Input data:

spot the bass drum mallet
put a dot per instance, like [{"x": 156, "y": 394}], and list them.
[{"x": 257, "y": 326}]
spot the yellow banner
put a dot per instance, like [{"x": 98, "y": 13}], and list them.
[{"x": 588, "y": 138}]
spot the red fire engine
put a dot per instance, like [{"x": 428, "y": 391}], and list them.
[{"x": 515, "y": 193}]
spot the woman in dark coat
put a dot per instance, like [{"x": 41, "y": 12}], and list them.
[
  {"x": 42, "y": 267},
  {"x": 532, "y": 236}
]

--

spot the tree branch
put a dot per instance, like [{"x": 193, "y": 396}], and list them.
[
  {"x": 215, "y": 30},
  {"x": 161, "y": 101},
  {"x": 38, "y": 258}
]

Exercise brief:
Please find each line in the rows above that contains the word "like" and copy it out. Case counts.

Reply to the exercise:
put a dot per instance, like [{"x": 156, "y": 394}], and list them.
put a dot per instance, like [{"x": 98, "y": 13}], and list them.
put a dot per instance, like [{"x": 428, "y": 391}], and list them.
put a dot per instance, like [{"x": 41, "y": 12}], and list them.
put a dot per instance, like [{"x": 193, "y": 396}], and list them.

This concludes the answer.